Source document:
▬▬▬

Friday Fives: Lizy Gershenzon and Travis Kochel

December 14, 2018

Every Friday we give #highfives to a different designer from our extended family of PNCA students, faculty, alumni, and guest lecturers. 🙌🙌🙌 We ask them five questions.

Lizy and Travis are visiting us on behalf of Future Fonts on 12/20 for our Design Lecture DELUXE, for an open conversation presented by PNCA Graphic Design. Join us for screenprinting-on-demand 4pm-6:45pm to celebrate the 2018 series, and stay for their talk at 7pm!

Follow the series @pncadesign.

This set of tools for easily creating graphs is conveniently disguised as a set of fonts. OpenType features are used to interpret and visualize the data. The data remains as editable text, allowing for painless updates.

Q: What or who inspires you??

A: We have always looked up to Peter Biľak. Like us, he’s someone who is kind of entrepreneurial, with a foot in many doors. He’s behind the foundry Typotheque, the type rental platform Fontstand, the design and culture publication Works That Work, and a bunch of other projects.

EXIF.co is a new way for photographers to share images on the internet, while keeping ownership over their work.

Q: What do you do to get “unstuck?”

A: Our favorite thing to do when stuck, is to get into the mountains. A good uphill hike really clears the mind, gets rid of distractions, but isn’t demanding enough to require full attention. We do some of our best brainstorming in the mountains. But if there’s no time to get to the mountain, we usually just try to switch up the kind of work that we’re doing, and come back to it later with fresh eyes.

With Future Fonts we are trying make type less scary, more fun, and more inclusive to both the type designers and type users.

Type in progress with Future Fonts

Q: How do you want to shape design?

▬▬▬

Stored data:
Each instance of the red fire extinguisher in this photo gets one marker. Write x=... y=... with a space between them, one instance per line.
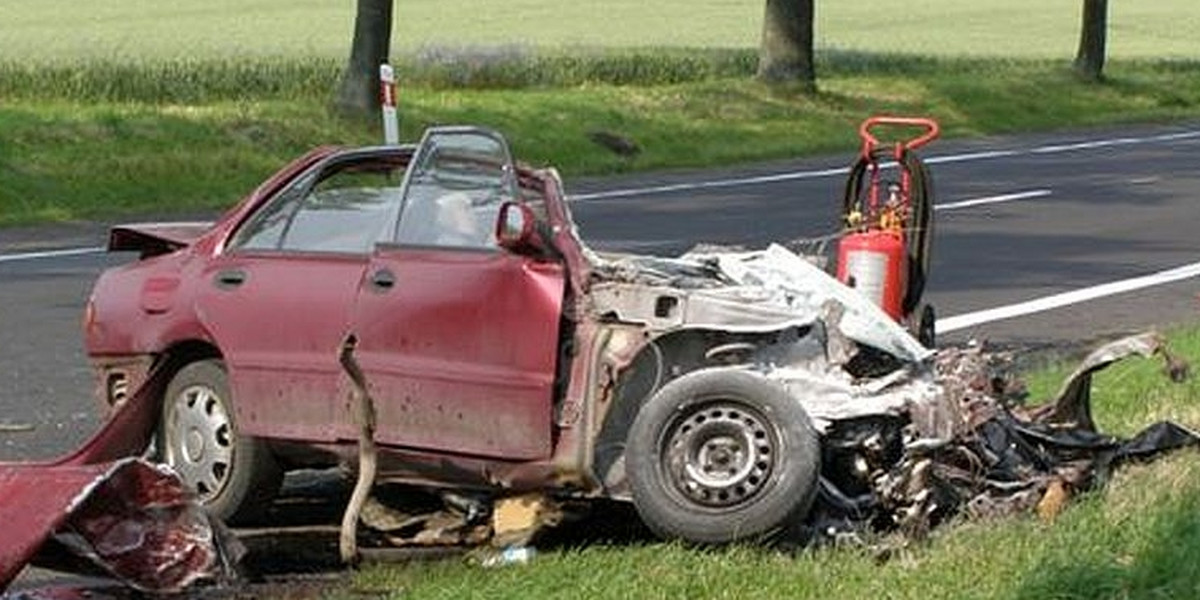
x=888 y=226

▬▬▬

Set tasks:
• a. Translate this sentence from the Friday Fives interview into Spanish: "A good uphill hike really clears the mind, gets rid of distractions, but isn’t demanding enough to require full attention."
• b. Carry on the Friday Fives interview with Lizy Gershenzon and Travis Kochel from the point where it stops.

The results:
• a. Una buena caminata cuesta arriba realmente despeja la mente y elimina las distracciones, pero no es tan exigente como para requerir toda la atención.

• b.
A: With Future Fonts we are trying make type less scary, more fun, and more inclusive to both the type designers and type users. Type design and typography can be a little intimidating with all the rules, and there’s a huge amount of pressure for things to be perfect. But if you frame it right, are honest about your intentions, and let your guard down a bit, it can be super fun. We’re trying to create a place where it’s okay to make mistakes, especially if you’re learning from them.

XOXO is an experimental festival celebrating independent artists who work on the internet.

Q: What music (or podcasts) are you listening to, or what are you reading right now?

Travis: I just started Amatka by Karin Tidbeck. It’s a sci-fi with some weird ideas relating to language directly affecting the physical world. I’m also working my way through Gerard Unger’s Theory of Type Design. Sadly he passed away recently, but he left us one final gift in this book.

Lizy: I look forward to Song Exploder, because I enjoy learning about other creative people’s processes. It also introduces me to new music, and is interesting to hear their work dissected. Besides that, NPR political podcasts and Up First, to stay up to date on current events. I’m also currently reading Sapiens by Yuval Noah Harari.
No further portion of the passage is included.